> GIVEN INSTRUCTION: Repeat the data from the line with "Guideline: mark the blurred" up to and including the line with "[[1139, 165]]", keeping the requests, and offset each coordinate in the answers by 62.

> MATERIAL SHOWN:

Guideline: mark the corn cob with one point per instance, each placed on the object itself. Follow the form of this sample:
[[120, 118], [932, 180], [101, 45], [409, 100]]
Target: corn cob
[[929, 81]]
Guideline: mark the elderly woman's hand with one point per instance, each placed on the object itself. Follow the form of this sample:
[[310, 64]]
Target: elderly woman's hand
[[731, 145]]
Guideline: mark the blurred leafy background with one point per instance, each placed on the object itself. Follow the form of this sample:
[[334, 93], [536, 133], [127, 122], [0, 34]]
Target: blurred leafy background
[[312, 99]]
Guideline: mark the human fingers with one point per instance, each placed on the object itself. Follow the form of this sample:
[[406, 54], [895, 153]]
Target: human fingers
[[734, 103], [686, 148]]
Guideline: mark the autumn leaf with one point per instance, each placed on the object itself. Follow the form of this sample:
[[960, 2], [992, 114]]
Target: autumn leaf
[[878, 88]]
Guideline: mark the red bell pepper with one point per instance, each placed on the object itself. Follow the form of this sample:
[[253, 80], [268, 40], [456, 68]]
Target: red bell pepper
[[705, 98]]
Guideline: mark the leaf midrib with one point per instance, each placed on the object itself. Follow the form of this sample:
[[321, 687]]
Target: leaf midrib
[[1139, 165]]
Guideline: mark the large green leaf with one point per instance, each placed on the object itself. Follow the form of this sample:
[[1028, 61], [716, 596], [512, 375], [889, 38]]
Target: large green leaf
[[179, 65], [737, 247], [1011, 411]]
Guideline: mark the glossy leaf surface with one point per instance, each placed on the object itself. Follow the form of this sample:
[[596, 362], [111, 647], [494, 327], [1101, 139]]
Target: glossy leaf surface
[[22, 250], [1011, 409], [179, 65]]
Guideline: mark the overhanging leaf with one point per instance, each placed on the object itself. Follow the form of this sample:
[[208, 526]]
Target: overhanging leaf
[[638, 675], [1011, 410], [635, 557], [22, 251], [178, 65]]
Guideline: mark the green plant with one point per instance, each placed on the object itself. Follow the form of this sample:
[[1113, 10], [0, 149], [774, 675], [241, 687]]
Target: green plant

> SOLUTION TO THE EXERCISE:
Guideline: mark the blurred leafy background with one point per instance, each placed on the object itself. Follow the form of this sample:
[[334, 93], [536, 133], [127, 122], [0, 34]]
Target: blurred leafy background
[[374, 161]]
Guideline: mark the human fingers with one point per instance, each placed on the object itself. Follow the form of this sample:
[[406, 54], [895, 153]]
Target: human fingers
[[796, 165], [748, 210]]
Guideline: mark the autumn leaf with one point per instance, each placed on the object itself. Follow the form of this sample:
[[960, 2], [992, 114]]
Target: autumn leaf
[[940, 150]]
Guideline: mark the red bell pepper with one point per instance, each placed on the object itself. Follow the form of this sample:
[[253, 80], [268, 40], [456, 68]]
Target: red bell pepper
[[767, 160]]
Guideline: mark the leaf midrib with one point per instance, each placed on the object itself. Follow the form of this sample:
[[321, 687]]
Target: leaf midrib
[[1201, 227]]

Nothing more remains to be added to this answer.